* **Instructions to follow**:
Could you repeat every record below exactly as written?

* **Given data**:
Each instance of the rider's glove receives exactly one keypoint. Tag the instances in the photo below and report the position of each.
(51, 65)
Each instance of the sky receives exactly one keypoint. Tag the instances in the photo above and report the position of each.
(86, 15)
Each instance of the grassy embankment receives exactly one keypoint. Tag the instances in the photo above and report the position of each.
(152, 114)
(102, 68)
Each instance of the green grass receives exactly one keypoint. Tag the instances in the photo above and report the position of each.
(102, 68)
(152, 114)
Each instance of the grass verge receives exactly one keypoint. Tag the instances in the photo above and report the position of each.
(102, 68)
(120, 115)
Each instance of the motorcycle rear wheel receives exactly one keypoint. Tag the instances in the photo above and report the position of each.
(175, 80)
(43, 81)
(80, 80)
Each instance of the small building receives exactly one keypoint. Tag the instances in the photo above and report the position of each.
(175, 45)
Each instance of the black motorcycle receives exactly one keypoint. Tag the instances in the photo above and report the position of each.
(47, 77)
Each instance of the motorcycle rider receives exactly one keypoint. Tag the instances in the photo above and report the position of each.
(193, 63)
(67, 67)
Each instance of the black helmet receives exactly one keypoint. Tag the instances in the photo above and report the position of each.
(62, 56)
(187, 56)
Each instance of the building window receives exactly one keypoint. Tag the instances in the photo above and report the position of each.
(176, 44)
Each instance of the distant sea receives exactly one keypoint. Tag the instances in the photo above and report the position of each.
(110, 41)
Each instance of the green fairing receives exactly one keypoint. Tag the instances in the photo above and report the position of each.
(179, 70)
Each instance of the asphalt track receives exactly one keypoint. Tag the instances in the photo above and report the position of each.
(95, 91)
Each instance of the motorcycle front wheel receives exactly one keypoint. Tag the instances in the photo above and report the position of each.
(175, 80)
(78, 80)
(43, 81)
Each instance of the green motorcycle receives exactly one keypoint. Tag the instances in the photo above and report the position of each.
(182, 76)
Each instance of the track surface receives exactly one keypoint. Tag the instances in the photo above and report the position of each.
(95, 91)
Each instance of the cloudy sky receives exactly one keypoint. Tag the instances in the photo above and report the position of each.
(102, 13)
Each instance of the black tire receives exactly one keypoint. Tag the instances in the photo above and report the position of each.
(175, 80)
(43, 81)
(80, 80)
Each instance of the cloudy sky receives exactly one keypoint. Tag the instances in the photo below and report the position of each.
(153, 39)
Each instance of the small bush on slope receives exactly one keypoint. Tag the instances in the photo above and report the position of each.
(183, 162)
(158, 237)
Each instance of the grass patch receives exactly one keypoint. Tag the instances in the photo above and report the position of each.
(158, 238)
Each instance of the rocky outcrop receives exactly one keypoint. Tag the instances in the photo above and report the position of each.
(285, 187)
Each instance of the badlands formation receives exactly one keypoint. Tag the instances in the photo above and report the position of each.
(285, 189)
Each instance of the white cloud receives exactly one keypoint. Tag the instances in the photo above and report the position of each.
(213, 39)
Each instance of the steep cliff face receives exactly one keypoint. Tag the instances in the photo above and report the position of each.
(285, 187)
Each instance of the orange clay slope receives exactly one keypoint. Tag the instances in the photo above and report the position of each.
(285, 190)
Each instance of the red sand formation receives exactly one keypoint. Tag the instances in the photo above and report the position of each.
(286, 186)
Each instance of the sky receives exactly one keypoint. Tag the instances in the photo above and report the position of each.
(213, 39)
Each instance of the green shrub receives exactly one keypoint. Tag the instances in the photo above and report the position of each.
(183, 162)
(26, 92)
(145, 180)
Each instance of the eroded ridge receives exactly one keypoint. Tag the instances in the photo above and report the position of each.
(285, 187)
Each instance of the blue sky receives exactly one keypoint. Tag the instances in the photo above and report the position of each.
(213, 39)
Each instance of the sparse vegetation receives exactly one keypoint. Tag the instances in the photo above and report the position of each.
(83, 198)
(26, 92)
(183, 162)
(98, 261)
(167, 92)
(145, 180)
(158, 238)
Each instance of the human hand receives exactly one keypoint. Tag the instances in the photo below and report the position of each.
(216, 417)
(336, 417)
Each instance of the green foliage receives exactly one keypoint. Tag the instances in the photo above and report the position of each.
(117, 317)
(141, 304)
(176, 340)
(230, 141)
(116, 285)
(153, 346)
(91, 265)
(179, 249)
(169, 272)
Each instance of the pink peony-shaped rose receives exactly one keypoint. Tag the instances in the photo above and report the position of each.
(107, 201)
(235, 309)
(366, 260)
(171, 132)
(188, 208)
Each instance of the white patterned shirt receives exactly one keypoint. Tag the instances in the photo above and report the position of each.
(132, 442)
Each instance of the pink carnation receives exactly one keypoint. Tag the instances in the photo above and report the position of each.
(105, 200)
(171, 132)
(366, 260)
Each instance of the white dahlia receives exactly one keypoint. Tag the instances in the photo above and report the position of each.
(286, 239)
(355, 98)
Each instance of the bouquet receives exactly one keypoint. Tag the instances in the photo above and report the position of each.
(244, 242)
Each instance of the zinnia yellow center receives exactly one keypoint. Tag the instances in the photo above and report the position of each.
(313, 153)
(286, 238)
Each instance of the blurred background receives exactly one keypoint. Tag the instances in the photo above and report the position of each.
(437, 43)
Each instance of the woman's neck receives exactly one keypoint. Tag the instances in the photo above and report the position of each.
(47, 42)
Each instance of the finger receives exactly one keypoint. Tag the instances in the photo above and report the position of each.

* **Solution for this problem**:
Each instance of the rider's glove receives exactly one keypoint. Tag the instances in the photo below and report the position of each.
(51, 65)
Each instance of the sky receives exactly one keypoint. Tag the instances in the photo above and report the position of each.
(86, 15)
Each instance of the grassy embankment receives exactly one keypoint. Tag the instances in the photo above and report the position of each.
(152, 114)
(102, 68)
Each instance of the green grass receives exactly one keypoint. Tag the instances in the photo above and report the position of each.
(102, 68)
(152, 114)
Each instance of the grass verge receives exactly one keypoint. Tag the instances in the photo above and report the position of each.
(102, 68)
(120, 115)
Each instance of the motorcycle rear wheel receives exactly one keypoint. Tag the instances in the photo above and report the position of each.
(175, 80)
(43, 81)
(80, 80)
Each instance of the small building receives exactly one keypoint. Tag the instances in the photo above and report the position of each.
(175, 45)
Each instance of the black motorcycle receives exactly one keypoint. Tag the instances in the photo above and report the position of each.
(47, 77)
Each instance of the motorcycle rider receives exactly one keypoint. Tag the instances in the photo above and report the position of each.
(193, 63)
(67, 67)
Each instance of the black helmet receives exactly one keypoint. Tag the instances in the photo above and report the position of each.
(62, 56)
(187, 56)
Each instance of the building window receives exactly one keypoint. Tag the instances in the photo above and report the position of each.
(176, 44)
Each instance of the distant sea receives exactly one keypoint. Tag the instances in the photo above and report the position of each.
(110, 41)
Each instance of the green fairing receives exactly one keypoint. Tag the instances in the photo above and report the position of each.
(179, 70)
Each instance of the asphalt track receives exactly one keypoint. Tag the instances in the photo above and report the position of each.
(95, 91)
Each instance of the motorcycle front wheel receives exactly one keypoint. Tag the instances in the photo above and report the position of each.
(175, 80)
(78, 80)
(43, 81)
Each instance of the green motorcycle receives exactly one keypoint. Tag the instances in the photo above and report the position of each.
(182, 76)
Each instance of the track surface receives exactly one keypoint. Tag the instances in the photo above and report the position of each.
(95, 91)
Each instance of the cloudy sky receives exactly one keypoint. Tag the instances in the photo above and report the position of each.
(102, 13)
Each instance of the black tire receives exactly one keypoint. Tag the instances in the photo above and report the position of each.
(175, 80)
(43, 81)
(80, 80)
Each instance of the cloudy sky receives exactly one keypoint. Tag the instances in the photo below and report the position of each.
(153, 39)
Each instance of the small bush on slope receives exactly one keypoint. Tag the instances in the photo above and report the position of each.
(183, 162)
(158, 237)
Each instance of the grass patch receives exactly one keypoint. Tag the instances in the photo above and report the position of each.
(158, 238)
Each instance of the rocky outcrop receives exactly one keypoint. Tag the instances in the photo above and report the position of each.
(285, 187)
Each instance of the badlands formation receives exactly one keypoint. Tag the instances in the photo above and report the position of each.
(285, 189)
Each instance of the white cloud receives exactly one keypoint. Tag the instances in the photo above and report the position of each.
(213, 39)
Each instance of the steep cliff face receives exactly one keypoint. Tag the instances in the photo above and report the position of each.
(285, 187)
Each instance of the orange clay slope receives exactly one keypoint. Tag the instances in the photo above and report the position of each.
(285, 190)
Each instance of the red sand formation receives exactly one keypoint. Tag the instances in the photo above and report the position of each.
(286, 186)
Each instance of the sky receives exactly one keypoint. Tag the instances in the photo above and report the position of each.
(213, 39)
Each instance of the green shrub receives exactly one keypoint. Tag the instances in the photo above and report the position of each.
(183, 162)
(26, 92)
(145, 180)
Each instance of the eroded ridge receives exactly one keypoint. Tag the instances in the photo above and report the position of each.
(285, 187)
Each instance of the blue sky receives exactly one keypoint. Tag the instances in the photo above and report the position of each.
(213, 39)
Each instance of the sparse vegetation receives exactly one keypoint. Tag the instances in the photo above and report the position of each.
(83, 198)
(26, 92)
(183, 162)
(98, 261)
(167, 92)
(145, 180)
(158, 238)
Each instance of the human hand receives exactly one keypoint. Tag the instances in the photo below and report the position of each.
(216, 417)
(336, 417)
Each instance of the green foliage receives exactly one keypoint. Tag the instances in the photo above and report the position of each.
(117, 317)
(141, 304)
(176, 340)
(230, 141)
(116, 285)
(153, 346)
(91, 265)
(179, 249)
(169, 272)
Each instance of the pink peony-shaped rose receives exactly one keypoint. Tag the instances in the photo above and report the position of each.
(107, 201)
(235, 309)
(366, 260)
(171, 132)
(188, 208)
Each instance of the white patterned shirt receives exactly one keypoint. Tag the instances in the photo above and report the position of each.
(132, 442)
Each instance of the pink carnation receives exactly one keypoint. Tag the instances in the photo above and report the position of each.
(105, 200)
(171, 132)
(366, 260)
Each instance of the white dahlia receives exactly one keypoint. Tag the instances in the photo above and report the position of each.
(286, 239)
(355, 98)
Each instance of the bouquet receives exactly one keypoint. Tag the instances in the photo above and report the position of each.
(244, 242)
Each instance of the zinnia yellow center receives exactly one keypoint. Tag the instances in the photo above and report the position of each.
(313, 153)
(286, 238)
Each instance of the blurred background receives exactly one keypoint. Tag the instances in the photo above and report the position of each.
(437, 43)
Each instance of the woman's neck receives exactly one keypoint. Tag the instances in the photo above and report the position of each.
(47, 42)
Each instance of the finger receives exactly one keypoint. Tag the instances in the photo above and report the position of each.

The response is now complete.